Source records
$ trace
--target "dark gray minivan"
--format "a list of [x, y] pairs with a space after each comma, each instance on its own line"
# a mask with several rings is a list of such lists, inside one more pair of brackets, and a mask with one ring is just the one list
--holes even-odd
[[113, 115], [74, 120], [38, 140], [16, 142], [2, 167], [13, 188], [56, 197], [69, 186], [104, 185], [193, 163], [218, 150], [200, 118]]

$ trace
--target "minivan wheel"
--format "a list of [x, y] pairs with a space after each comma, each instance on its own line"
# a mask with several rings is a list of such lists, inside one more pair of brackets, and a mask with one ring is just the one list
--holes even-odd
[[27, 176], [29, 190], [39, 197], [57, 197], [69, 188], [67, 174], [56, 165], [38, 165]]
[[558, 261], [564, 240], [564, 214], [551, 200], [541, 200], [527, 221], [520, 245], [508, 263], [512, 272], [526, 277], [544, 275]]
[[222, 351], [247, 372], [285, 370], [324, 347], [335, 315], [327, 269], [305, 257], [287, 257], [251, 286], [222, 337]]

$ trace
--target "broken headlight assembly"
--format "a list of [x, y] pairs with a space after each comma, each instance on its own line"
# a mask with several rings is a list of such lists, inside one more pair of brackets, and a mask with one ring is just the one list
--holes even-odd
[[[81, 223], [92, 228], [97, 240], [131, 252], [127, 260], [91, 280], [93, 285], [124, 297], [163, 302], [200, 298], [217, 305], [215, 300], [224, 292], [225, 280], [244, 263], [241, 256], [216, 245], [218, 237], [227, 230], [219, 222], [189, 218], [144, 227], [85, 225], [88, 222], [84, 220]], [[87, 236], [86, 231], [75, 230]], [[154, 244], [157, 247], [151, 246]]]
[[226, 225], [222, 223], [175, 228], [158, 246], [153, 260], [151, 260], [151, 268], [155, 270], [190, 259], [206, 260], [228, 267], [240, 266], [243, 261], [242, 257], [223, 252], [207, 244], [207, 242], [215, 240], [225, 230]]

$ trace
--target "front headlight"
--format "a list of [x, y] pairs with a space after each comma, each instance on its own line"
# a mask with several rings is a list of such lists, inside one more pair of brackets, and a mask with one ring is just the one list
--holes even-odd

**Task:**
A full, exact copy of the entries is required. Return it.

**Exercise result:**
$ trace
--target "dark gray minivan"
--format "a list of [x, y] pairs with a space after each comma, each instance on its own line"
# a mask with several rings is a list of such lists, inside one more pair of brackets, and a mask with one ring is just the one list
--holes even-odd
[[113, 115], [74, 120], [38, 140], [16, 142], [2, 167], [13, 188], [56, 197], [69, 186], [104, 185], [193, 163], [218, 150], [200, 118]]

$ trace
--target "minivan wheel"
--format "a list of [x, y] pairs with a space after each comma, each instance on its own line"
# a mask with several rings is a list of such lists, inside one more pair of brackets, and a mask with one ring is just the one list
--holes even-odd
[[27, 176], [29, 190], [39, 197], [57, 197], [69, 188], [67, 174], [56, 165], [38, 165]]
[[558, 261], [564, 240], [564, 214], [551, 200], [541, 200], [527, 221], [520, 245], [508, 263], [512, 272], [526, 277], [544, 275]]
[[222, 351], [247, 372], [285, 370], [324, 347], [335, 315], [327, 269], [305, 257], [287, 257], [251, 286], [222, 337]]

$ trace
--target "broken headlight assembly"
--format "a list of [x, y] pairs with a space after each comma, each instance on its own line"
# a mask with several rings is a list of such lists, inside one more pair of brackets, and a mask with one ring is just the one list
--holes even-odd
[[[81, 223], [92, 228], [97, 240], [131, 252], [127, 260], [91, 280], [93, 285], [124, 297], [163, 302], [200, 298], [217, 305], [215, 300], [224, 292], [225, 280], [244, 263], [241, 256], [216, 245], [218, 237], [227, 230], [219, 222], [189, 218], [144, 227], [85, 225], [88, 222], [84, 220]], [[87, 236], [86, 231], [75, 230]], [[154, 244], [157, 247], [151, 246]]]
[[226, 225], [222, 223], [175, 228], [158, 246], [153, 260], [151, 260], [151, 268], [155, 270], [190, 259], [206, 260], [228, 267], [240, 266], [243, 261], [242, 257], [223, 252], [207, 244], [207, 242], [215, 240], [225, 230]]

$ trace
--target "front headlight"
--format "a list of [x, y] pairs with a space after each comma, each instance on its own line"
# a mask with several rings is a list of such lists, inside one more pair of brackets, and a mask with one ring is just the one list
--holes even-odd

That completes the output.